## WHAT IS NEEDED:
In the records below, swap "dot" for "marker" and copy out the lines from the one containing "Target: foliage" through the end of the records, with nothing else altered.

(Point placement records)
>>

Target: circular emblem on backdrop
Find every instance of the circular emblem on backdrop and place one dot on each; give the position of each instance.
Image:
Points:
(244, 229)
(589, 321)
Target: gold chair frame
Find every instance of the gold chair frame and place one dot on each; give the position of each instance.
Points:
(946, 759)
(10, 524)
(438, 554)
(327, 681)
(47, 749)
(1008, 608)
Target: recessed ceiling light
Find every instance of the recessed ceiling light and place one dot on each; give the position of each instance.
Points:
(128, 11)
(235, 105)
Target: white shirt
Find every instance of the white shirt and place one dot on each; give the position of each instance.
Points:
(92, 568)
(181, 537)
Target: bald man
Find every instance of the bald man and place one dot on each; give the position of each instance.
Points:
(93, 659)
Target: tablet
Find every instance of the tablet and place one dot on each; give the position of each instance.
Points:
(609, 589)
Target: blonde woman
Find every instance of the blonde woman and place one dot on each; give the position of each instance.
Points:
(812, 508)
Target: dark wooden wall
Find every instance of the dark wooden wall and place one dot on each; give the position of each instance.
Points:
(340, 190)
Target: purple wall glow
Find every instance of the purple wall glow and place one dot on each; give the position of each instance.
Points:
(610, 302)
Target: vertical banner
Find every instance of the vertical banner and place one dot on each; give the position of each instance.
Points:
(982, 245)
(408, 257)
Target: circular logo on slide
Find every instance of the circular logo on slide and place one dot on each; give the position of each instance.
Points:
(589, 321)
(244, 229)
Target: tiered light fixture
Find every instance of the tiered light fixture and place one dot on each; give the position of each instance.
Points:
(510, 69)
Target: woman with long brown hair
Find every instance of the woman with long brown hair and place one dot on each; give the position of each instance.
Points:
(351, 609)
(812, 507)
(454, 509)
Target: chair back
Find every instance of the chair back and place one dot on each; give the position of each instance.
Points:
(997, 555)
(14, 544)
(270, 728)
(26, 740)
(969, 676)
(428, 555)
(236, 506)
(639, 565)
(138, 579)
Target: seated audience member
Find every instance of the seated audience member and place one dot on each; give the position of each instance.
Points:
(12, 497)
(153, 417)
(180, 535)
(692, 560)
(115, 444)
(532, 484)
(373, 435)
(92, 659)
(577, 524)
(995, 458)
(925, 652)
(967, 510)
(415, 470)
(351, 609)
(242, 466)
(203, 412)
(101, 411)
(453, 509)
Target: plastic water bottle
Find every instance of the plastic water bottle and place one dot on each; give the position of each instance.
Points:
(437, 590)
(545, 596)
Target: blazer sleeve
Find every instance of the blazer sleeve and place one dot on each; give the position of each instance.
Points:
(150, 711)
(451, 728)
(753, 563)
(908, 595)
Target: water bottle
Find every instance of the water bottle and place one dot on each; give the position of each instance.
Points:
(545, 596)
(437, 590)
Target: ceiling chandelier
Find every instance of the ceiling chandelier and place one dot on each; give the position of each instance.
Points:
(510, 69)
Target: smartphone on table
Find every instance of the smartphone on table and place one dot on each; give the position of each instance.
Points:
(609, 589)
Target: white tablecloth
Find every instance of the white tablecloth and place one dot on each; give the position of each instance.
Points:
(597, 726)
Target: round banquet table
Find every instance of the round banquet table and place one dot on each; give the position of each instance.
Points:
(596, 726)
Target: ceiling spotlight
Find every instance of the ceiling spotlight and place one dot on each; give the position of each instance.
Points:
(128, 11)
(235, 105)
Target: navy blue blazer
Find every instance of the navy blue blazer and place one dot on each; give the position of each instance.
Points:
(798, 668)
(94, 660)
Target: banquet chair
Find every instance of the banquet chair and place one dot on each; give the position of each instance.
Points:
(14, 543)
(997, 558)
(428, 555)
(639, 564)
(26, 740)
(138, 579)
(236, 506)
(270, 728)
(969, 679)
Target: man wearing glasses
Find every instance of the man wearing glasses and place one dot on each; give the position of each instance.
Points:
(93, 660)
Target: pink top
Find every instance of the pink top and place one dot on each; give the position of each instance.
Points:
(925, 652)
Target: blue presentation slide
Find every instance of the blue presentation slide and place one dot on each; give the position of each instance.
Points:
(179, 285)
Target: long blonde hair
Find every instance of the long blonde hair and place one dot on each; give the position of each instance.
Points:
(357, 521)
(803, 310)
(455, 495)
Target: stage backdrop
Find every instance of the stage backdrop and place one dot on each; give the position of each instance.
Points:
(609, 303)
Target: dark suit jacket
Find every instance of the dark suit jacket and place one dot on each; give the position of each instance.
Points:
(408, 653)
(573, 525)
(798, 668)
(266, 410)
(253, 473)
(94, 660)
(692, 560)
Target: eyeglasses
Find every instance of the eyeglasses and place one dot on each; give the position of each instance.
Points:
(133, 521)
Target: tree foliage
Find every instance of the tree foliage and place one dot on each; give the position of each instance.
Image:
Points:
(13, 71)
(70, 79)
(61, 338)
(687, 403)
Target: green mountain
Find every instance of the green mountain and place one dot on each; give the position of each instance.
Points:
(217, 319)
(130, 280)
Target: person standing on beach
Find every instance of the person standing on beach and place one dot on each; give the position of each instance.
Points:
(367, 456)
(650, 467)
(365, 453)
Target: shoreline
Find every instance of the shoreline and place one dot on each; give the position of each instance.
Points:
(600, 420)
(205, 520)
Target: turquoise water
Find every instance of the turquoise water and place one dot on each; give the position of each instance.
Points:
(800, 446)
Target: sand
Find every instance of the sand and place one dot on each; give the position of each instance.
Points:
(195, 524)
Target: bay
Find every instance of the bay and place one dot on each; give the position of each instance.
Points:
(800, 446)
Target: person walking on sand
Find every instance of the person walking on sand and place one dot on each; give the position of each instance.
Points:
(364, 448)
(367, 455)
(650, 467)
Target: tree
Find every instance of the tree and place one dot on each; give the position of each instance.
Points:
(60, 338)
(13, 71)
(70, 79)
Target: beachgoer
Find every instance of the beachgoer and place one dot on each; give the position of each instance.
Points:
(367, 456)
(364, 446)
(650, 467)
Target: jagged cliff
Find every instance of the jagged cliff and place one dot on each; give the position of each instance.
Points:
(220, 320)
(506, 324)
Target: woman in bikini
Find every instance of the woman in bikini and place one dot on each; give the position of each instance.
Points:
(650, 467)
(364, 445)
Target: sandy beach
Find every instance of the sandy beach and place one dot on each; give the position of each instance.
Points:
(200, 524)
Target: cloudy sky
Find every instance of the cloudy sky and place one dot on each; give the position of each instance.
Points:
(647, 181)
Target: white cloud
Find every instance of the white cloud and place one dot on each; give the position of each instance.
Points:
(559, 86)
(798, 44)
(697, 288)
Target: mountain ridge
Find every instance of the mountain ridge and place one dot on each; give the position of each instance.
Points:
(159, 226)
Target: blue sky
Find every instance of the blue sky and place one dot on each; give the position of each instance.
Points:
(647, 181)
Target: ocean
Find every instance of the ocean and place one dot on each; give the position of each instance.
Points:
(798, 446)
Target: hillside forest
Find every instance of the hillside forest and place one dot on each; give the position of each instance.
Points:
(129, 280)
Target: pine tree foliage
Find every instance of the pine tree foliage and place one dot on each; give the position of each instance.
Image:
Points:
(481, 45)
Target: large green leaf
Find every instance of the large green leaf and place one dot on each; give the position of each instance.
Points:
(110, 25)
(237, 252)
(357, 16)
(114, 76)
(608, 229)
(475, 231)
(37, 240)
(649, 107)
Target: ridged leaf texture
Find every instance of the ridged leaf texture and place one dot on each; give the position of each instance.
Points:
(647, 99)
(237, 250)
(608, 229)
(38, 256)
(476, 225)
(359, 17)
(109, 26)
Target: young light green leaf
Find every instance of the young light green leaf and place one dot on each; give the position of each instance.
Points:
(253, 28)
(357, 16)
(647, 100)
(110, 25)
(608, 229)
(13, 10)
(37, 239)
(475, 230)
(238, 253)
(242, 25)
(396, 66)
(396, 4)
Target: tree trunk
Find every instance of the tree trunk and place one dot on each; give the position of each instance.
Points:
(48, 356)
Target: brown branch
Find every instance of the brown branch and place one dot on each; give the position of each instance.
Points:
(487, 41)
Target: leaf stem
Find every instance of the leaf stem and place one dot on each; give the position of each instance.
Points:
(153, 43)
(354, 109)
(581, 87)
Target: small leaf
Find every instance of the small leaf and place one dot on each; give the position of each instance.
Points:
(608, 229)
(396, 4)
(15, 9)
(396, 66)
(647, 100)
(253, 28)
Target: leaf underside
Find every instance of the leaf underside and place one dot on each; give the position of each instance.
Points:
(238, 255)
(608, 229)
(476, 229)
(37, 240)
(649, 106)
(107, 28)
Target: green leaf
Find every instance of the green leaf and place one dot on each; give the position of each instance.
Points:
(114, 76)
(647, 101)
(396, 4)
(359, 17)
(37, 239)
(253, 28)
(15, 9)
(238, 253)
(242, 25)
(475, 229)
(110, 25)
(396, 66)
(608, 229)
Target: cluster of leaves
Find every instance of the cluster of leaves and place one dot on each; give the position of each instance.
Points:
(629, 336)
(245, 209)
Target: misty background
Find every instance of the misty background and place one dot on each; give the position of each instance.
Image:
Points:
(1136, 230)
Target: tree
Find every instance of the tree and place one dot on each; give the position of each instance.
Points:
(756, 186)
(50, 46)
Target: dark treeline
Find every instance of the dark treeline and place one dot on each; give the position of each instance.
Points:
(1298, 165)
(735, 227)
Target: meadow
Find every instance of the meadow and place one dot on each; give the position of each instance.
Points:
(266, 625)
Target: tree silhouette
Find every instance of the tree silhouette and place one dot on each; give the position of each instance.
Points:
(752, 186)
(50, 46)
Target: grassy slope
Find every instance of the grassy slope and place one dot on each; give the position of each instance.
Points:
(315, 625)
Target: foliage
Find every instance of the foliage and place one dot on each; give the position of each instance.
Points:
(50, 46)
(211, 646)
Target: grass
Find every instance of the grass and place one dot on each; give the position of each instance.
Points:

<<

## REPLY:
Target: foliage
Find every instance of the foliage and place one marker on each; give the position of each instance.
Points:
(50, 46)
(211, 646)
Target: grass
Find every instance of the grass and place one marker on each; give the position of each instance.
Points:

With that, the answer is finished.